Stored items
⁂
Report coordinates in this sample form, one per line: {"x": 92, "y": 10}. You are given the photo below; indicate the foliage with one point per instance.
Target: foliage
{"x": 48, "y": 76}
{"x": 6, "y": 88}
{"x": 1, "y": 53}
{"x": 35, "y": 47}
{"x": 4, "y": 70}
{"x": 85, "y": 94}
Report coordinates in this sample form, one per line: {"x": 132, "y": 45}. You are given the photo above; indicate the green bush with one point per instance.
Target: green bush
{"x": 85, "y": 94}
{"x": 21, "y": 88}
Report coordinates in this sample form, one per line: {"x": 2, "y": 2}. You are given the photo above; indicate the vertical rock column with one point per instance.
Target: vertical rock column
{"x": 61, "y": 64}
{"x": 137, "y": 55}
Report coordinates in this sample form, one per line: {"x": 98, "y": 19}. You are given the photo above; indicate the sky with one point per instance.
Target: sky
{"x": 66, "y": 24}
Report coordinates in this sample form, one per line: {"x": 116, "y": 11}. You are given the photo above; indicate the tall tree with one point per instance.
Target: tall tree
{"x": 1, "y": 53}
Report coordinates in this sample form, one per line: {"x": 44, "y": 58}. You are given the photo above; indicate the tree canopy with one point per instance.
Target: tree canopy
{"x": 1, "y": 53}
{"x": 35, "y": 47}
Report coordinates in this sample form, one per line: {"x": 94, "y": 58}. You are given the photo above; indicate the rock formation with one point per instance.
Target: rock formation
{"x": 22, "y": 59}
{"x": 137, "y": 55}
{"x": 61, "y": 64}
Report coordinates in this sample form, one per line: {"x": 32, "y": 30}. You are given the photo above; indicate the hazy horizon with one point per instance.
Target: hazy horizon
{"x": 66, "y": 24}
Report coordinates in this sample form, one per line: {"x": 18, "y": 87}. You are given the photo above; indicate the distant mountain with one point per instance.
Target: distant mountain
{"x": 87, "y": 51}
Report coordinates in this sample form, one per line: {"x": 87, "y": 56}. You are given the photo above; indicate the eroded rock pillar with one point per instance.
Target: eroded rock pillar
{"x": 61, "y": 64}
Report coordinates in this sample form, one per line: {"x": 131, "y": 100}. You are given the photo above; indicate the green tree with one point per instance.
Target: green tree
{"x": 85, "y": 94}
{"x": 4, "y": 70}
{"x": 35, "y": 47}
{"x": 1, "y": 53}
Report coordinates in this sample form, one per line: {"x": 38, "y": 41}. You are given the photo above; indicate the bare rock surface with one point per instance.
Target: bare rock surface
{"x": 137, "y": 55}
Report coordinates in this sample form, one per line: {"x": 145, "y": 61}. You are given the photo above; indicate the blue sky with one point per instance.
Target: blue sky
⁂
**EXERCISE DETAILS**: Reproduce every line of the listing above without any alteration.

**ANSWER TO THE PROBLEM**:
Report coordinates in this sample form, one per line: {"x": 92, "y": 10}. You are given the photo below; indicate the foliage with one point per instance.
Target: foliage
{"x": 48, "y": 76}
{"x": 6, "y": 88}
{"x": 1, "y": 53}
{"x": 35, "y": 47}
{"x": 4, "y": 70}
{"x": 85, "y": 94}
Report coordinates in this sample form, one per line: {"x": 132, "y": 45}. You are given the photo above; indicate the green bush with one point per instance.
Target: green bush
{"x": 85, "y": 94}
{"x": 21, "y": 88}
Report coordinates in this sample form, one per line: {"x": 2, "y": 2}. You are given the photo above; indicate the vertical rock column with one point per instance.
Target: vertical rock column
{"x": 61, "y": 64}
{"x": 137, "y": 55}
Report coordinates in this sample form, one per line: {"x": 98, "y": 19}. You are given the photo above; indicate the sky with one point per instance.
Target: sky
{"x": 66, "y": 24}
Report coordinates in this sample form, one per line: {"x": 116, "y": 11}. You are given the photo above; indicate the tall tree with one point per instance.
Target: tall tree
{"x": 1, "y": 53}
Report coordinates in this sample form, one per line: {"x": 44, "y": 58}. You are given the photo above; indicate the tree canopy with one point per instance.
Target: tree canopy
{"x": 1, "y": 53}
{"x": 35, "y": 47}
Report coordinates in this sample form, one per line: {"x": 94, "y": 58}. You are given the photo above; indicate the rock formation with one point per instance.
Target: rock formation
{"x": 22, "y": 59}
{"x": 137, "y": 55}
{"x": 61, "y": 64}
Report coordinates in this sample form, one per line: {"x": 32, "y": 30}. You are given the photo above; indicate the hazy horizon with one point per instance.
Target: hazy horizon
{"x": 66, "y": 24}
Report coordinates in this sample form, one per line: {"x": 18, "y": 87}. You are given the photo above; indicate the distant mountain with one point per instance.
Target: distant mountain
{"x": 87, "y": 51}
Report coordinates in this sample form, one per line: {"x": 87, "y": 56}. You are given the photo above; indicate the eroded rock pillar with one point per instance.
Target: eroded rock pillar
{"x": 61, "y": 64}
Report coordinates in this sample form, one per line: {"x": 131, "y": 100}. You are given the photo above; indicate the green tree with one point per instance.
Target: green tree
{"x": 85, "y": 94}
{"x": 4, "y": 70}
{"x": 35, "y": 47}
{"x": 1, "y": 53}
Report coordinates in this sample form, one per line: {"x": 38, "y": 41}. You are given the photo above; indicate the bare rock surface with one point per instance.
Target: bare rock surface
{"x": 137, "y": 55}
Report coordinates in this sample form, one per line: {"x": 145, "y": 61}. You are given the photo above; indicate the blue sky with one point per instance.
Target: blue sky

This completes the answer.